Aim of the exercise
Below are records; reproduce exactly the lines from the one that has "winglet -> outline every instance" through the one that has "wing flap -> outline every instance", ends included, and nothing more.
[Start of Attachment]
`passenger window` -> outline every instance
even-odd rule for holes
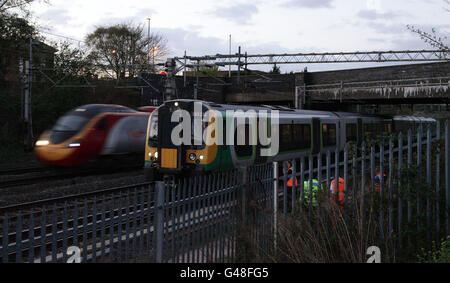
[[[323,147],[336,146],[336,124],[322,125]]]
[[[347,142],[356,142],[358,140],[357,128],[356,124],[347,124],[346,125],[346,141]]]
[[[245,137],[245,145],[239,145],[238,137],[243,135]],[[239,157],[248,157],[253,155],[253,146],[250,145],[250,126],[248,124],[243,127],[236,128],[234,132],[234,149]]]
[[[280,125],[280,151],[292,149],[292,125]]]
[[[308,149],[311,147],[311,125],[294,125],[293,148]]]

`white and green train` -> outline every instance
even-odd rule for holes
[[[179,110],[190,114],[190,120],[179,117],[174,119],[173,114]],[[270,113],[273,111],[278,113],[277,129],[271,127],[274,121]],[[206,113],[204,121],[200,119],[194,122],[196,117],[204,117]],[[248,113],[269,115],[268,119],[264,119]],[[231,122],[239,119],[236,117],[247,119],[241,120],[244,122],[238,127],[237,122]],[[190,142],[176,145],[173,131],[183,122],[184,125],[197,123],[204,138],[194,135],[195,130],[183,130],[181,136],[190,135],[188,138],[184,136],[184,141]],[[263,126],[260,126],[261,123]],[[266,136],[271,141],[269,144],[260,138],[260,130],[264,130],[265,126]],[[179,175],[229,170],[296,159],[319,152],[325,154],[336,149],[342,151],[348,142],[361,144],[367,137],[389,135],[393,130],[394,119],[387,116],[173,100],[165,102],[151,114],[147,129],[145,169],[149,178],[155,173]],[[234,139],[230,138],[233,133]],[[275,136],[278,137],[278,150],[272,150],[269,156],[261,154],[262,149],[273,146]],[[239,139],[245,143],[239,143]]]

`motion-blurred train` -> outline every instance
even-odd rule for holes
[[[201,103],[201,107],[197,106],[197,110],[194,106],[196,102]],[[195,113],[195,111],[199,112],[199,109],[201,109],[201,113]],[[195,143],[195,139],[198,139],[198,137],[196,138],[193,134],[194,131],[191,130],[192,140],[188,145],[186,143],[179,146],[175,145],[171,136],[179,122],[172,122],[171,114],[176,110],[185,110],[191,117],[203,117],[208,112],[209,122],[201,122],[201,129],[205,132],[207,139]],[[274,156],[262,156],[260,154],[261,149],[267,149],[267,147],[263,146],[265,143],[261,143],[258,138],[259,118],[257,118],[257,127],[251,127],[249,119],[246,119],[243,126],[238,128],[237,123],[230,123],[233,128],[225,131],[227,122],[230,119],[235,119],[228,114],[231,113],[228,112],[229,110],[242,110],[244,112],[253,110],[268,113],[271,110],[278,110],[278,132],[271,133],[270,122],[266,123],[269,133],[268,138],[273,135],[279,136],[277,154]],[[218,121],[221,121],[223,126],[219,127]],[[425,120],[424,122],[432,123],[433,121]],[[194,124],[193,121],[191,123]],[[241,166],[295,159],[310,153],[343,150],[348,142],[361,144],[367,137],[393,133],[395,123],[408,123],[408,118],[402,117],[394,120],[393,117],[388,116],[294,110],[276,106],[220,105],[194,100],[167,101],[153,111],[149,119],[145,150],[145,174],[147,179],[154,179],[162,174],[181,175],[196,171],[228,170]],[[262,129],[264,129],[264,126]],[[231,140],[232,138],[226,137],[233,132],[234,143],[228,141],[224,142],[223,145],[217,145],[217,143],[208,140]],[[238,137],[244,137],[245,145],[237,145]],[[257,141],[256,144],[250,143],[253,138]]]
[[[35,154],[46,165],[79,166],[99,157],[143,153],[150,113],[120,105],[90,104],[58,119],[35,143]]]

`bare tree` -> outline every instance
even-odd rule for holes
[[[95,70],[92,68],[84,48],[76,47],[67,41],[53,43],[52,46],[57,50],[54,60],[56,73],[83,76],[91,74]]]
[[[420,36],[420,38],[429,45],[439,50],[445,51],[450,50],[448,43],[445,43],[448,40],[448,38],[446,36],[439,35],[435,28],[432,28],[431,32],[426,32],[412,25],[407,25],[407,27],[410,31],[417,33]]]
[[[89,58],[117,79],[136,77],[143,71],[155,72],[153,62],[157,63],[169,53],[163,36],[151,34],[148,37],[143,25],[130,23],[98,27],[87,35],[86,42],[92,49]]]
[[[39,0],[40,2],[48,2],[47,0]],[[10,9],[20,9],[26,11],[26,8],[36,0],[0,0],[0,13],[4,13]]]
[[[444,7],[444,10],[450,12],[450,0],[444,0],[449,7]],[[428,43],[429,45],[443,51],[450,51],[449,44],[447,43],[448,38],[445,35],[439,35],[435,28],[431,29],[431,32],[426,32],[420,28],[417,28],[413,25],[407,25],[407,28],[418,34],[420,38]]]

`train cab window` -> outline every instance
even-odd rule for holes
[[[293,147],[298,150],[311,148],[311,125],[293,125]]]
[[[172,108],[174,107],[175,106]],[[203,107],[202,112],[191,112],[191,115],[191,148],[201,150],[206,147],[206,142],[203,139],[203,135],[206,133],[206,129],[209,125],[209,112],[207,112],[207,109]],[[199,124],[196,124],[197,119],[200,120]],[[212,118],[211,123],[214,123],[214,120],[215,118]]]
[[[56,132],[78,132],[87,123],[89,119],[79,115],[68,115],[61,117],[53,127]]]
[[[322,125],[322,141],[323,147],[336,145],[336,124]]]
[[[244,136],[245,144],[239,145],[238,137]],[[236,128],[234,132],[234,149],[238,157],[248,157],[253,154],[253,146],[250,141],[250,125],[246,124]]]
[[[157,138],[158,138],[158,110],[154,111],[151,115],[150,132],[148,134],[149,145],[152,146],[152,143],[156,143]]]
[[[356,142],[358,140],[358,132],[356,124],[346,124],[346,141]]]

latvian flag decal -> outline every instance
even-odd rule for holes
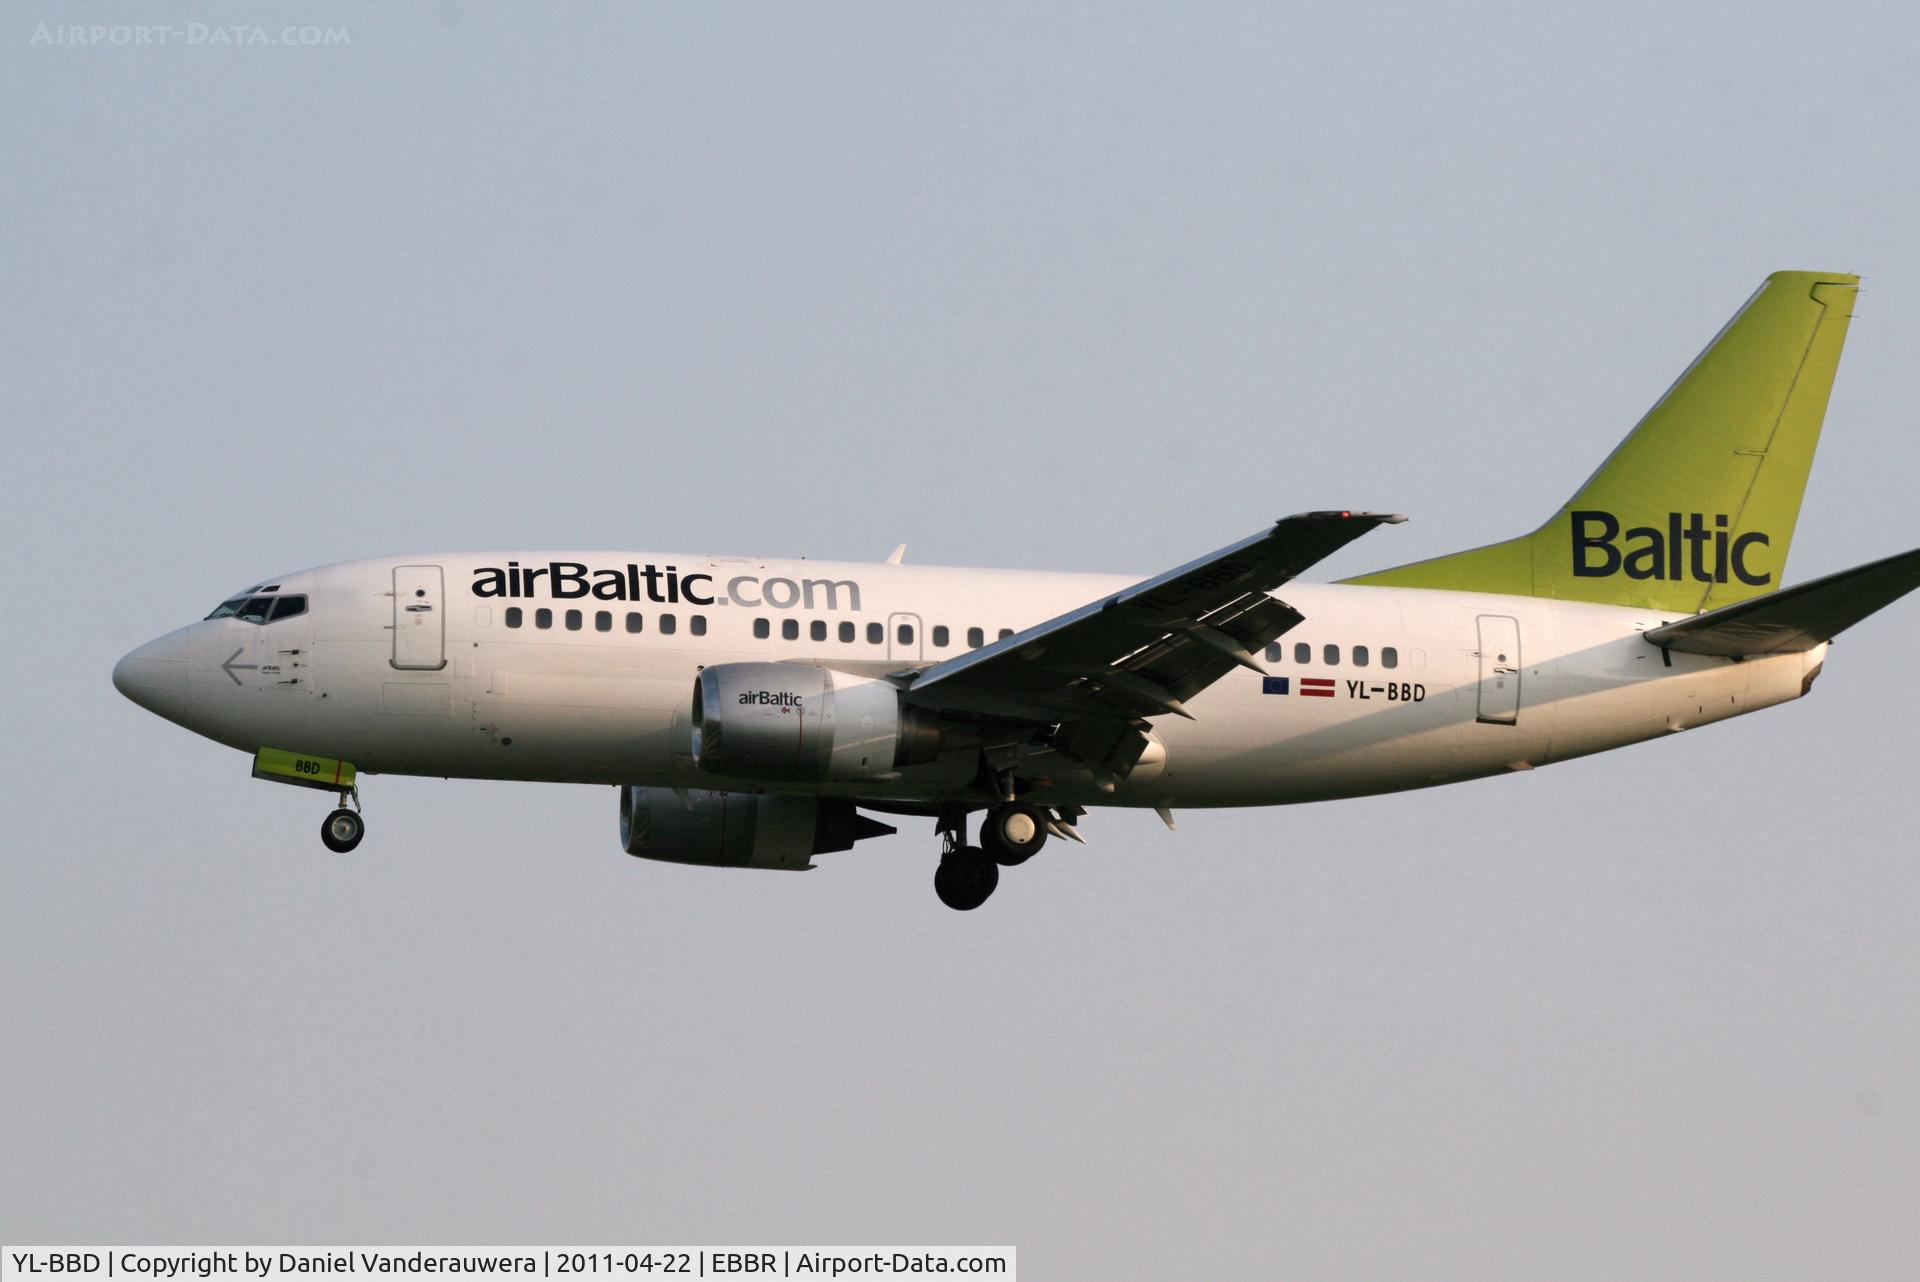
[[[1333,679],[1331,677],[1301,677],[1299,692],[1303,695],[1311,695],[1316,699],[1331,699],[1333,698]],[[1260,693],[1292,694],[1294,693],[1293,678],[1262,677],[1260,678]]]

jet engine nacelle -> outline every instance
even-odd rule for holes
[[[940,751],[935,719],[872,677],[722,663],[693,686],[693,760],[736,779],[879,779]]]
[[[630,855],[730,868],[811,868],[813,856],[851,850],[894,829],[851,801],[750,792],[620,790],[620,844]]]

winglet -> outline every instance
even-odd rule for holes
[[[907,555],[907,545],[902,543],[899,547],[895,548],[893,550],[893,554],[887,558],[887,564],[898,565],[906,557],[906,555]]]

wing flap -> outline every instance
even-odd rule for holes
[[[944,712],[1015,721],[1120,721],[1185,715],[1188,699],[1301,620],[1267,593],[1368,530],[1377,512],[1290,516],[1211,556],[969,654],[908,690]]]
[[[1654,628],[1647,640],[1688,654],[1796,654],[1833,640],[1920,587],[1920,548]]]

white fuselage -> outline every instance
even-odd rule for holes
[[[528,582],[536,568],[548,572]],[[365,772],[753,788],[693,764],[703,666],[881,675],[1137,581],[625,552],[357,561],[275,581],[307,598],[303,613],[193,624],[129,655],[116,680],[221,743]],[[1304,583],[1275,595],[1305,622],[1269,650],[1268,678],[1236,669],[1190,702],[1192,720],[1156,719],[1159,747],[1113,791],[1062,776],[1036,781],[1034,800],[1268,805],[1526,769],[1797,698],[1826,650],[1667,653],[1641,633],[1670,616],[1533,597]],[[893,779],[765,790],[933,803],[966,799],[977,772],[974,747]]]

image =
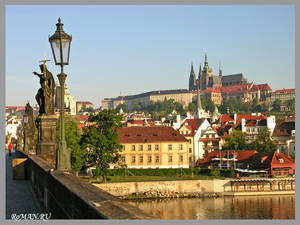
[End of Attachment]
Answer area
winglet -> outline every instance
even-odd rule for holes
[[[907,555],[907,545],[902,543],[899,547],[895,548],[893,550],[893,554],[887,558],[887,564],[898,565],[906,557],[906,555]]]

wing flap -> outline every instance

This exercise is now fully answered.